Instructions to follow: Find all lines in the listing that include the word "hillside", then copy them.
++++++++++
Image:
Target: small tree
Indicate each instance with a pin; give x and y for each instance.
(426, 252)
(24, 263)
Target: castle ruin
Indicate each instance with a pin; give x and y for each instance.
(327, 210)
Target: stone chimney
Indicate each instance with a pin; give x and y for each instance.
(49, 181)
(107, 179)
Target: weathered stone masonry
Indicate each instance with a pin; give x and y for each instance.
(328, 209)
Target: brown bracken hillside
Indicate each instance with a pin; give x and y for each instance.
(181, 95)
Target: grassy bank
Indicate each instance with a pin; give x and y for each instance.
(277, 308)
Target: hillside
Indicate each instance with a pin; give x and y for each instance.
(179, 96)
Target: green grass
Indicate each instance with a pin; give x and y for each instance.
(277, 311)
++++++++++
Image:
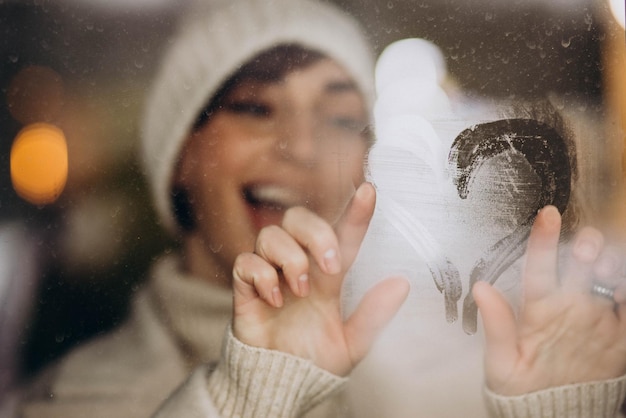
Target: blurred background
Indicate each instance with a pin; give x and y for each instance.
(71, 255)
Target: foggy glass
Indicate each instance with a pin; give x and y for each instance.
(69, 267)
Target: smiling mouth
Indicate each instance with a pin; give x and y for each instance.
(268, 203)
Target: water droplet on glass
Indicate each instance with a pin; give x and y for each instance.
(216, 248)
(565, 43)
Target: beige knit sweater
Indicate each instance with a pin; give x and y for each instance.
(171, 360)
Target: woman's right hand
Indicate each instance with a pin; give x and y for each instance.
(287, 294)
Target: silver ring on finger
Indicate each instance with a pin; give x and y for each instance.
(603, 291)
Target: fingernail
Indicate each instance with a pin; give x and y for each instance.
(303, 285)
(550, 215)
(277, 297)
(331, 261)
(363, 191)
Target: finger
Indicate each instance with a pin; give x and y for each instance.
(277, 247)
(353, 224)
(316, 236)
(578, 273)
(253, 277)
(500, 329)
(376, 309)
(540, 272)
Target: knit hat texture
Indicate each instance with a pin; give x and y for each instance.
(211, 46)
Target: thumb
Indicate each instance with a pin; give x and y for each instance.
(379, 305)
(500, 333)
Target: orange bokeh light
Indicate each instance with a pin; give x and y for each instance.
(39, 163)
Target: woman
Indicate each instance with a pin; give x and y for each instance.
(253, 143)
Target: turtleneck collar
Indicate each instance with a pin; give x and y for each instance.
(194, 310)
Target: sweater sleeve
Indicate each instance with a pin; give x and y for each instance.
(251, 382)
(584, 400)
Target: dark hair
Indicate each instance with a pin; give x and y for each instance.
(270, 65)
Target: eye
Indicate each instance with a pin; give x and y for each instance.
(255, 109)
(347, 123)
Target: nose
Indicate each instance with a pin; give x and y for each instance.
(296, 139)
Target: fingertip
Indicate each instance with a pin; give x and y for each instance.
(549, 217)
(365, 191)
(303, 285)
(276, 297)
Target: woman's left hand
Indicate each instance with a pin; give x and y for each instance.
++++++++++
Output of the exercise:
Target: brown bracken hillside
Target: hillside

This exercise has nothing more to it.